What you are asked to do =>
Gather each line of the records that contains the word "ceiling", treating uppercase and lowercase as different.
[START OF Listed entries]
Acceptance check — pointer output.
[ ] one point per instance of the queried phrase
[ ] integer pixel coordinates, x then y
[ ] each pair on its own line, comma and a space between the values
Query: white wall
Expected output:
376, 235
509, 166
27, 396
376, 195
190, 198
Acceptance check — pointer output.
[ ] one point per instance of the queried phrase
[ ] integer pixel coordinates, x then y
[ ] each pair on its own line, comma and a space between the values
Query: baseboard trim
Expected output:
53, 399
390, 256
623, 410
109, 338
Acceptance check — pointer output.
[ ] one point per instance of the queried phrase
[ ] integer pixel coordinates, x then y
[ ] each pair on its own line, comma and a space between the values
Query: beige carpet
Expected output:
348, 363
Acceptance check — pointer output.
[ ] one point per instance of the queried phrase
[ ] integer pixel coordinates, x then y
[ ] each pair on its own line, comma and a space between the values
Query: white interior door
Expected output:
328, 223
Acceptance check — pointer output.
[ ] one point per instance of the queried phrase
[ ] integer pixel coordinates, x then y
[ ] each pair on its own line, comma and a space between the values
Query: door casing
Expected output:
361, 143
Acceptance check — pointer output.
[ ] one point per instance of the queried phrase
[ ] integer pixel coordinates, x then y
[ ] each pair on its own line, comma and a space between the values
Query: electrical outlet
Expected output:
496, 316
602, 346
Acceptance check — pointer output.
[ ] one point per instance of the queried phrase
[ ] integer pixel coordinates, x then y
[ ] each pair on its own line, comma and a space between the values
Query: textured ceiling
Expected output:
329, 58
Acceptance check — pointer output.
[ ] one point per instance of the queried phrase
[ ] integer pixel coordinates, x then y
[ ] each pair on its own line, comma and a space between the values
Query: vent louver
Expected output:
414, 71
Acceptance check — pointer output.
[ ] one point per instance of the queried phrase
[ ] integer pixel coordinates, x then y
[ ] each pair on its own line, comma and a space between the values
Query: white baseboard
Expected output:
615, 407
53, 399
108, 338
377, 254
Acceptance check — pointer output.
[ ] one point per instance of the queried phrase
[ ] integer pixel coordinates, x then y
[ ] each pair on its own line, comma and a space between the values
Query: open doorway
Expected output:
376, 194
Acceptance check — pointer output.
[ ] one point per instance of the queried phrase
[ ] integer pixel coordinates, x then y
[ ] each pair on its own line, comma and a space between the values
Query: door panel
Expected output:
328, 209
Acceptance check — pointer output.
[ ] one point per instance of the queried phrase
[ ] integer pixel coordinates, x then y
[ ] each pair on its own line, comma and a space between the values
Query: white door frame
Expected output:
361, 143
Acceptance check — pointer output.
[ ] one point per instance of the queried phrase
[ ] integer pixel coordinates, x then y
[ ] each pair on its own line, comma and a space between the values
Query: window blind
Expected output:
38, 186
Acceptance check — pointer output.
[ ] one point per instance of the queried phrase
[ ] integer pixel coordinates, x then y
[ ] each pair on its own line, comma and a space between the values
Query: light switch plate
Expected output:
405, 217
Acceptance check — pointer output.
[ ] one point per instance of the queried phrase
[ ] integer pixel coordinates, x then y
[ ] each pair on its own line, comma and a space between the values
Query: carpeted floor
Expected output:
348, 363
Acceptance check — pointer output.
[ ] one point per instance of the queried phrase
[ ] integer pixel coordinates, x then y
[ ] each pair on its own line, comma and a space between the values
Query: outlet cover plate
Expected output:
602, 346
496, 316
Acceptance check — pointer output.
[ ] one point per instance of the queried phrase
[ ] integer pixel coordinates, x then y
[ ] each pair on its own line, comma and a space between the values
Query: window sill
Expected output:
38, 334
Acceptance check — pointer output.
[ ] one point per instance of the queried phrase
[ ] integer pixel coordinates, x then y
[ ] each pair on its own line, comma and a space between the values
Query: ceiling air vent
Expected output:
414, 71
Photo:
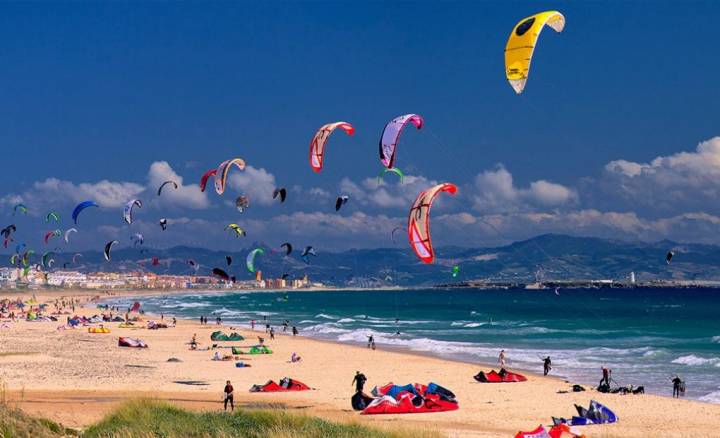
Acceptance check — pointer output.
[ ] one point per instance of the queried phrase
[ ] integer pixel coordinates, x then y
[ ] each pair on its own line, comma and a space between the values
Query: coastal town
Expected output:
12, 278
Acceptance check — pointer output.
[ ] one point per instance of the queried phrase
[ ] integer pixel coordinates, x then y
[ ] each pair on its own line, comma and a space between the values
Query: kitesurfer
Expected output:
606, 377
359, 381
677, 384
371, 341
228, 391
546, 365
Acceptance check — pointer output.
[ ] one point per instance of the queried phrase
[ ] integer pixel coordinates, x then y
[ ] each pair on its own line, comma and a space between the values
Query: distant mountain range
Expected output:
549, 257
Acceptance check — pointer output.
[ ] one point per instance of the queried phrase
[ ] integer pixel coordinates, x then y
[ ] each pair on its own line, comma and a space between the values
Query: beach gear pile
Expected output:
256, 349
557, 431
503, 376
131, 342
405, 399
98, 330
220, 336
286, 384
595, 414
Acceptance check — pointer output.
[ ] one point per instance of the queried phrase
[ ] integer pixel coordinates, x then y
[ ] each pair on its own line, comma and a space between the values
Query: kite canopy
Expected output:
205, 177
235, 227
419, 221
391, 136
250, 260
67, 234
282, 192
222, 173
317, 145
521, 45
54, 215
108, 246
394, 170
21, 207
411, 399
80, 207
166, 183
127, 211
340, 201
220, 273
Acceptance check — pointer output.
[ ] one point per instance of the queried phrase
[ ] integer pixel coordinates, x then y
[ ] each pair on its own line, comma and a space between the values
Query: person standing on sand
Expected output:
228, 392
677, 382
546, 366
359, 381
606, 377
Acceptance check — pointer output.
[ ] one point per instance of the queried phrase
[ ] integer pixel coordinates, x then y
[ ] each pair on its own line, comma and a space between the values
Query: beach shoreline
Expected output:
51, 377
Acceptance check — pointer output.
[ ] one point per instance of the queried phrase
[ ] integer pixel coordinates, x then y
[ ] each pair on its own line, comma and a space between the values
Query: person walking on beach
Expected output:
606, 377
546, 366
359, 381
677, 384
228, 392
371, 341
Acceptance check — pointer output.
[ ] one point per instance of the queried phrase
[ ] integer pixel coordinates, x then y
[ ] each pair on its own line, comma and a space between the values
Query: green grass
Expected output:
149, 418
14, 423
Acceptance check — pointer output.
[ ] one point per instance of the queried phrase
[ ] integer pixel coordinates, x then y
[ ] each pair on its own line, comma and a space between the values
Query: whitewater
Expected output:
645, 336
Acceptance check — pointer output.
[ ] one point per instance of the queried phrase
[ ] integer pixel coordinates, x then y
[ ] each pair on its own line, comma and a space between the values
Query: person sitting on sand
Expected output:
228, 392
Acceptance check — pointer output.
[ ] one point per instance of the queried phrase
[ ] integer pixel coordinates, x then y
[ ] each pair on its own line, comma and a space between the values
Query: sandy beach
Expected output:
75, 377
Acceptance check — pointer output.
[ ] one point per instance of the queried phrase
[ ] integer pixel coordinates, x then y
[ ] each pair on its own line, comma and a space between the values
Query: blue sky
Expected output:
95, 94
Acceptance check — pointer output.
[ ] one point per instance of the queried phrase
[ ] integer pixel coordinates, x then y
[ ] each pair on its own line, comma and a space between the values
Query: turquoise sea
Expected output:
644, 335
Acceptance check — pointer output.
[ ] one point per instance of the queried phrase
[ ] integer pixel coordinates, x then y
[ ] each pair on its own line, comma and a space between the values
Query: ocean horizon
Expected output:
646, 336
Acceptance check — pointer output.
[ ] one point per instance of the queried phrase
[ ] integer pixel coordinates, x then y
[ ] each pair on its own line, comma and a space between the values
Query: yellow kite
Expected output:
521, 45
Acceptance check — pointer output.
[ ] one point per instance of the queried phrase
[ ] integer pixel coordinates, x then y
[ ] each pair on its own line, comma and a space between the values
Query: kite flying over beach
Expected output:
419, 221
317, 145
391, 136
521, 45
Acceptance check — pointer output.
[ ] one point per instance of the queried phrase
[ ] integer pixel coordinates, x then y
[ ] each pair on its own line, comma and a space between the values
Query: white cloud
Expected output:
673, 184
495, 191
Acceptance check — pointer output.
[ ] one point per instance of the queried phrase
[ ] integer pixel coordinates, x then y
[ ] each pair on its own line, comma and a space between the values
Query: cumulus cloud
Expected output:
52, 190
258, 184
685, 181
495, 191
185, 196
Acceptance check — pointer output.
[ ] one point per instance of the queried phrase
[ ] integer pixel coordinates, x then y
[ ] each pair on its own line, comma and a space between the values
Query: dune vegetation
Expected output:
152, 418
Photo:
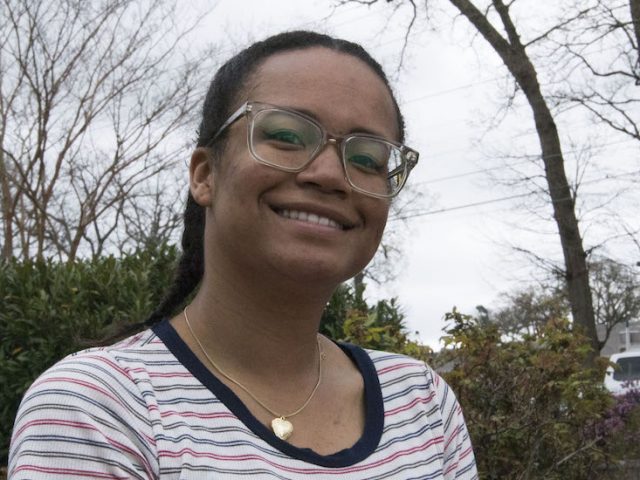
[END OF Listed entries]
Exercise response =>
Query: textured ceiling
Query: ceiling air vent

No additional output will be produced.